What is the number of lines below that contain the word "target"? Respond with that number alone.

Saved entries

§

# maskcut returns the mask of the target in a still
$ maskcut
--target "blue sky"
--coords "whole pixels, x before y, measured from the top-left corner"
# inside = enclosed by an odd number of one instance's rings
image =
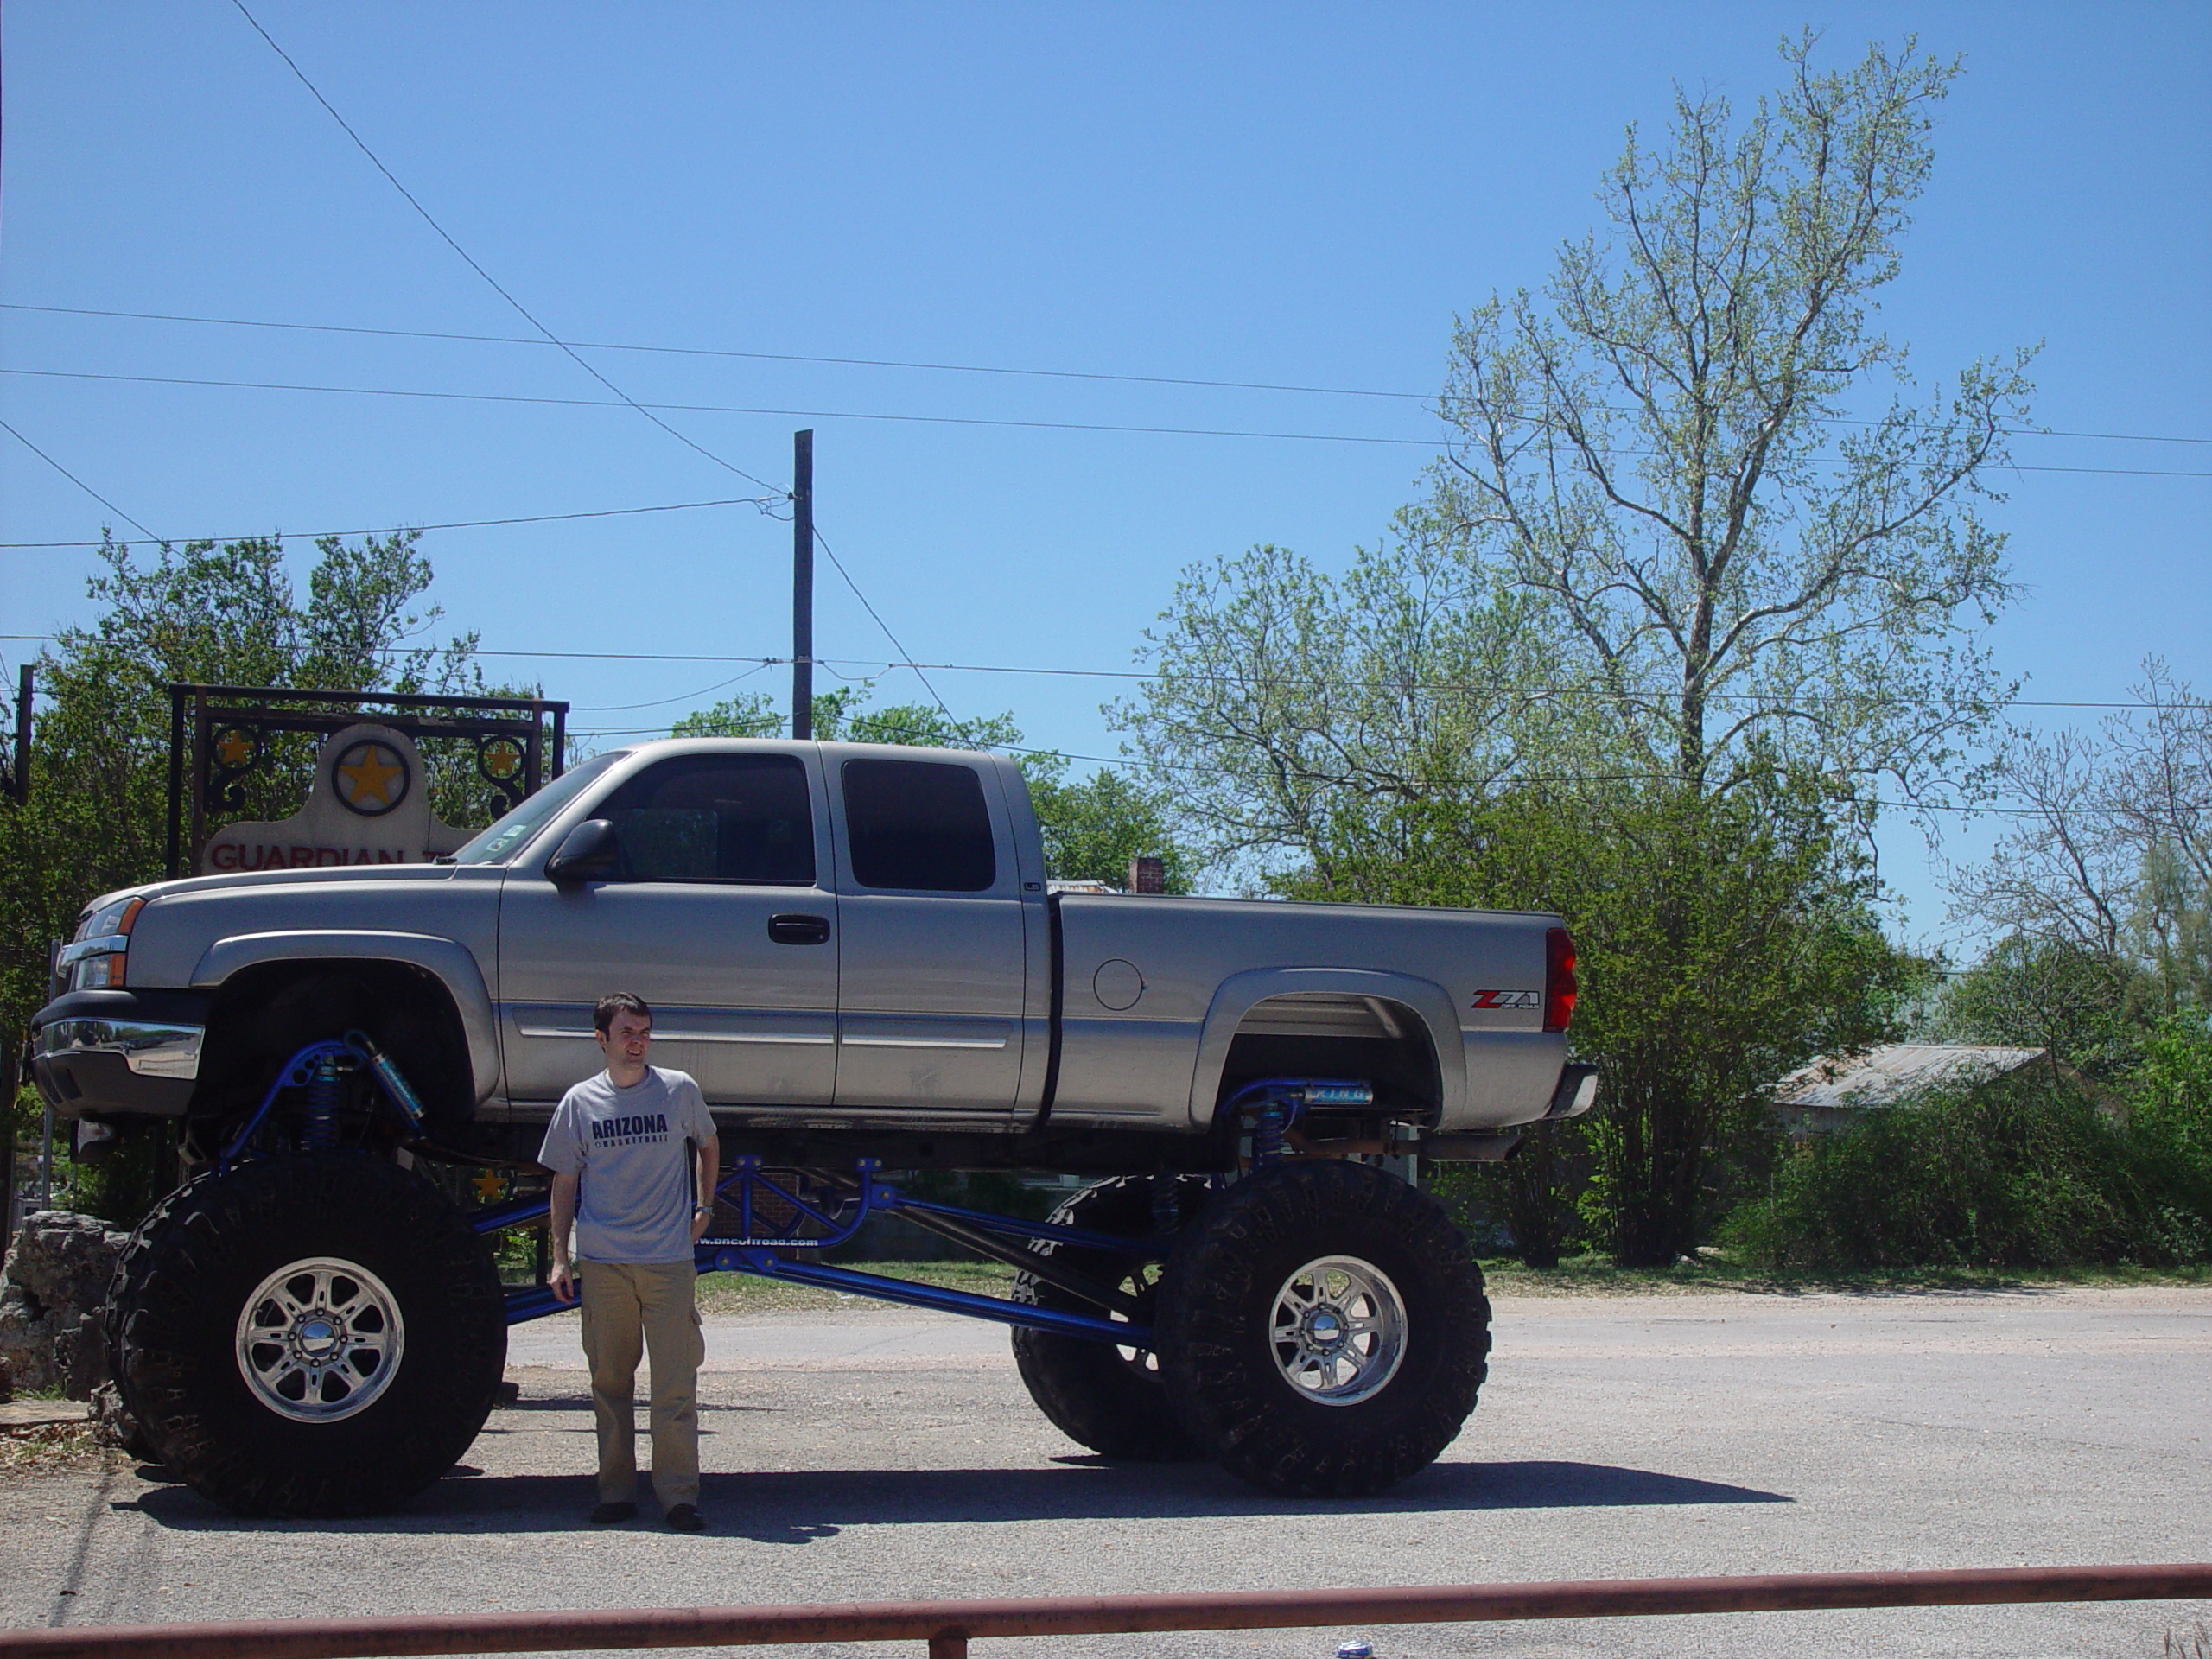
[[[1919,368],[2043,341],[1999,521],[2031,697],[2202,681],[2212,621],[2212,12],[2181,4],[661,5],[249,0],[369,144],[564,338],[1427,394],[1456,312],[1541,282],[1670,83],[1748,102],[1810,24],[1910,29],[1967,73],[1885,322]],[[9,0],[0,301],[474,334],[520,320],[229,0]],[[817,433],[824,536],[925,661],[1126,671],[1176,573],[1327,564],[1419,493],[1417,398],[594,351],[780,486]],[[0,309],[0,366],[603,398],[542,346]],[[755,493],[620,408],[0,374],[0,416],[158,534],[438,524]],[[929,420],[855,418],[928,416]],[[1169,435],[951,422],[1320,435]],[[2194,473],[2197,477],[2145,474]],[[125,526],[0,434],[0,541]],[[433,532],[453,624],[518,652],[771,655],[788,527],[750,508]],[[302,543],[302,551],[305,550]],[[0,550],[0,629],[87,613],[89,556]],[[835,574],[817,649],[898,653]],[[33,647],[0,641],[7,660]],[[780,672],[499,659],[576,724],[664,726]],[[848,671],[857,671],[849,670]],[[947,672],[962,713],[1114,752],[1109,679]],[[880,698],[924,694],[911,676]],[[630,707],[628,705],[647,705]],[[2042,711],[2041,720],[2088,719]],[[1978,844],[1968,830],[1955,853]],[[1915,938],[1942,901],[1885,837]]]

§

→ **Response to this exercise**: 2